**TASK REQUIREMENTS:**
List each line of the items below that contains the string "baseball", copying the whole line. The match is case-sensitive.

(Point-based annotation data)
"""

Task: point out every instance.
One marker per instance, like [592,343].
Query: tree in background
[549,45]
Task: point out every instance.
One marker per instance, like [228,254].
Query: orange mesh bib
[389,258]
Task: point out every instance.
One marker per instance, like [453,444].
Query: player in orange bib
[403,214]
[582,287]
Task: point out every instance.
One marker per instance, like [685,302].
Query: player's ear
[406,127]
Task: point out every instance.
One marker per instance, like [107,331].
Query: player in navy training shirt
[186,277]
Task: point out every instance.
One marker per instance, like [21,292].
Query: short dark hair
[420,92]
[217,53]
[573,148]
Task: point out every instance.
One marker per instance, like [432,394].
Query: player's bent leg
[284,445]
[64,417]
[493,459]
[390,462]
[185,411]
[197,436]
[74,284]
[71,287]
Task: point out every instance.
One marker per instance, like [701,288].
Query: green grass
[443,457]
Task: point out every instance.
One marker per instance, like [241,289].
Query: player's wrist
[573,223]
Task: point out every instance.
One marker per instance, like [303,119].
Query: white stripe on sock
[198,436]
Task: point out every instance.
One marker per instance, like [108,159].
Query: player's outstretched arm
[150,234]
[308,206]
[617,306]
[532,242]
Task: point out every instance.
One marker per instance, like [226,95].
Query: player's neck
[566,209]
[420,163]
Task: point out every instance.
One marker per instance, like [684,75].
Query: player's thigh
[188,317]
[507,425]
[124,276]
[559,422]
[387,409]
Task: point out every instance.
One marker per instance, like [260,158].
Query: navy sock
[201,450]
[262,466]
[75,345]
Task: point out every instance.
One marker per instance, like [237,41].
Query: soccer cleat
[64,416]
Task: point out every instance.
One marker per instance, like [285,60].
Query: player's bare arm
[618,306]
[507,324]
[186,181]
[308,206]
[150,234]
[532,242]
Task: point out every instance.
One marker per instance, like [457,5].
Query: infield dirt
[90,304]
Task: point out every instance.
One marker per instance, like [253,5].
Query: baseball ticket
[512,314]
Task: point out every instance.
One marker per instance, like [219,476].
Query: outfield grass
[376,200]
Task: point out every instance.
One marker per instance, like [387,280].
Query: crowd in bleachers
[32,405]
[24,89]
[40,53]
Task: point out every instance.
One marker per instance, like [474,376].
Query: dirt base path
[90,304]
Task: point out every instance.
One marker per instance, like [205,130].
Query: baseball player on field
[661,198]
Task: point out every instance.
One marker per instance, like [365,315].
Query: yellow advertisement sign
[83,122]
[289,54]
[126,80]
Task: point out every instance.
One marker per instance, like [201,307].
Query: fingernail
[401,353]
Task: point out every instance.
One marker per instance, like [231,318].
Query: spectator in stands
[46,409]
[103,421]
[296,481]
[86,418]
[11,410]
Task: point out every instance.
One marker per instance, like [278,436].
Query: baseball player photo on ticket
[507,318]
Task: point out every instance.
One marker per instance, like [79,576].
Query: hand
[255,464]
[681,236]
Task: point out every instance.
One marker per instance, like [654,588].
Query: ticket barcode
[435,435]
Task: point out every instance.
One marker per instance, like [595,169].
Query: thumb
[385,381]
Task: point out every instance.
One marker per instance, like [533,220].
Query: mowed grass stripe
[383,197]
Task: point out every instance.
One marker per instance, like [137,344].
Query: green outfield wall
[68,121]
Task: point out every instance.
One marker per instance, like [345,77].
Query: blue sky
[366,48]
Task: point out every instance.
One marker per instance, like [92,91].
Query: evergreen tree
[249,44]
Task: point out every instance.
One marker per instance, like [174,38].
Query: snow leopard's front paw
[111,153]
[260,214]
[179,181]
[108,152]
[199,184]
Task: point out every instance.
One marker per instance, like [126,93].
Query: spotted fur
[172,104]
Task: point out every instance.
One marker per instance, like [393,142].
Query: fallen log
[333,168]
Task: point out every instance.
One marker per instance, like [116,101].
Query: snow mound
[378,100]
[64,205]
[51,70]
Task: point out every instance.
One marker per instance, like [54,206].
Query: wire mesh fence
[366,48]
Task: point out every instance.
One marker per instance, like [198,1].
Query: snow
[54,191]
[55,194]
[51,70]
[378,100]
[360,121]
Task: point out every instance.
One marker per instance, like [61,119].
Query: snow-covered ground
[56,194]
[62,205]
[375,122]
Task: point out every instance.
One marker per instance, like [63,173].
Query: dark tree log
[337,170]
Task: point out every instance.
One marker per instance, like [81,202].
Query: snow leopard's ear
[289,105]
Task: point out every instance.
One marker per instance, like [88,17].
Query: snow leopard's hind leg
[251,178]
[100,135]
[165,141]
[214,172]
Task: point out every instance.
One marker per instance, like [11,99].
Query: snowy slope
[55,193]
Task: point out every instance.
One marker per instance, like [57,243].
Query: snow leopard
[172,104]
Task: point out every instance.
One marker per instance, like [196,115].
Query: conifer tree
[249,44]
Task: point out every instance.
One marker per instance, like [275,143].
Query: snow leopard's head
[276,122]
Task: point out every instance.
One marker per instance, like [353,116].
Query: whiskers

"""

**RESPONSE BELOW:**
Query: baseball ticket
Query: baseball player on field
Query: baseball player photo on ticket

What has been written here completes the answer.